Dataset records about object locations:
══════════════════════════════

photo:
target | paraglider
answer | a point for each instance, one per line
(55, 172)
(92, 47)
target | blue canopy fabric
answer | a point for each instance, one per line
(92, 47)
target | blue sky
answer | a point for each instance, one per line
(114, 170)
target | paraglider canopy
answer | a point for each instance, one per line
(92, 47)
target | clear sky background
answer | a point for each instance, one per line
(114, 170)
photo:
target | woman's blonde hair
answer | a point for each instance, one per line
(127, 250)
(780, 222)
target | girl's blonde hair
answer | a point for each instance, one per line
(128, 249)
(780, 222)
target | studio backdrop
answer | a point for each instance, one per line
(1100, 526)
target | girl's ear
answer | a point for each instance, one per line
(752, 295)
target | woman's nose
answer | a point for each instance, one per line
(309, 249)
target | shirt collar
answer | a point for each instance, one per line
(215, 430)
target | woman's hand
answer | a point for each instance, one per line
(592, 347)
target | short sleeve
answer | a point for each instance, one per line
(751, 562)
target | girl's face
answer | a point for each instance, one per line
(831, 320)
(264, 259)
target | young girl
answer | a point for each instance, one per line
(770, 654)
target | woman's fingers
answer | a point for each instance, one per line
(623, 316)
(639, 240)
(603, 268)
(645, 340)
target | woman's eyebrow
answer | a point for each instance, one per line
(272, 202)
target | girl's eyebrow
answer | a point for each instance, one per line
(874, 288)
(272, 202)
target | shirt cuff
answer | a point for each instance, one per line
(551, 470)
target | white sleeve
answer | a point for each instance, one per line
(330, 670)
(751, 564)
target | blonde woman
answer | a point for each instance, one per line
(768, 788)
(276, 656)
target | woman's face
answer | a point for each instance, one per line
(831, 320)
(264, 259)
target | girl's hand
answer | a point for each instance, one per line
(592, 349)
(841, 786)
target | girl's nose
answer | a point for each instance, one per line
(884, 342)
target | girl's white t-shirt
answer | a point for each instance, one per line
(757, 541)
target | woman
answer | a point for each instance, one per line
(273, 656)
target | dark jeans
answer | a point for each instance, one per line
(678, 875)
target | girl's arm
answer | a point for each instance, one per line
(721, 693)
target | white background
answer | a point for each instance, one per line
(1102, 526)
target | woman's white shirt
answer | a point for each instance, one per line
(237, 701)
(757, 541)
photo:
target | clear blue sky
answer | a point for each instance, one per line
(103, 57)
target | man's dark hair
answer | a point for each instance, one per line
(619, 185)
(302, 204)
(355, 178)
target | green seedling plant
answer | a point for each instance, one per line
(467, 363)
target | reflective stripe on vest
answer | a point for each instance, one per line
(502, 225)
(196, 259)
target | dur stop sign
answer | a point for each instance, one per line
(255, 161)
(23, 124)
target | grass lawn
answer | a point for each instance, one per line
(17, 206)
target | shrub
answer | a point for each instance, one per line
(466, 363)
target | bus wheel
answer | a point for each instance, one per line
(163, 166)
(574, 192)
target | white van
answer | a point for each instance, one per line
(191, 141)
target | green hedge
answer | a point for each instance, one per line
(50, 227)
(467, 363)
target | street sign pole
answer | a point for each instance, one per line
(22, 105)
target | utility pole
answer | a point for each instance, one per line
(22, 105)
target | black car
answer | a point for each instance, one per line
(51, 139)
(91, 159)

══════════════════════════════

Required work:
Reproduce the data shown above exactly.

Result:
photo:
target | paraglider
answer | a point for each instance, one per line
(55, 172)
(92, 47)
target | blue canopy fabric
answer | a point for each instance, one per line
(92, 47)
target | blue sky
answer | a point for each instance, one per line
(114, 170)
target | paraglider canopy
answer | a point for each instance, one per line
(92, 47)
target | clear sky background
answer | a point for each instance, one per line
(114, 170)
photo:
target | woman's blonde hair
answer | a point for each instance, one per line
(127, 250)
(780, 222)
target | girl's blonde hair
answer | a point for each instance, one per line
(128, 249)
(780, 222)
target | studio backdrop
answer | a point for each instance, one per line
(1100, 526)
target | girl's ear
answer | a point for each instance, one per line
(752, 295)
target | woman's nose
answer | a point for each instance, one per line
(309, 249)
target | shirt collar
answer | a point for each instance, one per line
(215, 430)
target | woman's hand
answer | a point for each instance, one per line
(592, 347)
target | short sleeve
answer | a point for each instance, one per line
(751, 562)
target | girl's face
answer | a point for each instance, one per line
(831, 320)
(264, 259)
target | young girl
answer | a point for each instance, one per line
(770, 654)
target | woman's fingers
answer | a point for each instance, one per line
(623, 316)
(639, 240)
(603, 268)
(645, 340)
target | woman's eyebrow
answer | a point for each instance, one per line
(272, 202)
target | girl's eyebrow
answer | a point for each instance, one per line
(874, 288)
(272, 202)
target | shirt cuff
answer | a point for each instance, one per line
(551, 470)
target | white sleeve
answer | a point for each instance, one per line
(330, 670)
(751, 564)
target | blonde woman
answer | a point for each instance, one per line
(768, 788)
(276, 656)
target | woman's face
answer | a point for each instance, one per line
(831, 320)
(264, 259)
target | girl's hand
answer | a point for each instance, one per line
(592, 349)
(841, 786)
target | girl's nose
answer | a point for each instance, one per line
(884, 342)
target | girl's white t-shirt
answer | a point for each instance, one per line
(757, 541)
target | woman
answer | a point for each instance, one per line
(273, 656)
target | dark jeans
answer | a point for each instance, one per line
(678, 875)
target | girl's arm
answer | a point for each instance, one per line
(721, 693)
target | white background
answer | a point for each instance, one per line
(1102, 526)
target | woman's white shirt
answer | a point for each instance, one per line
(237, 701)
(757, 541)
photo:
target | clear blue sky
answer | a point for each instance, one per line
(103, 57)
target | man's dark hair
answer | a point for each instance, one per line
(619, 185)
(302, 204)
(355, 178)
target | green seedling plant
answer | a point for each instance, one per line
(467, 363)
target | reflective stripe on vest
answer | a point for each instance, one per line
(502, 225)
(196, 259)
target | dur stop sign
answer | a point for each instance, one per line
(255, 161)
(23, 124)
target | grass lawn
answer | a point for each instance, one per line
(17, 206)
target | shrub
answer | a point for each instance, one per line
(466, 363)
target | bus wheel
answer | a point for each instance, one per line
(163, 166)
(574, 192)
target | white van
answer | a point for each instance, one per line
(191, 141)
target | green hedge
answer | a point for each instance, one per line
(50, 227)
(467, 363)
target | street sign pole
answer | a point for each instance, one per line
(22, 105)
target | utility pole
answer | a point for each instance, one per line
(22, 105)
target | black car
answer | a point for each instance, one per line
(51, 139)
(91, 159)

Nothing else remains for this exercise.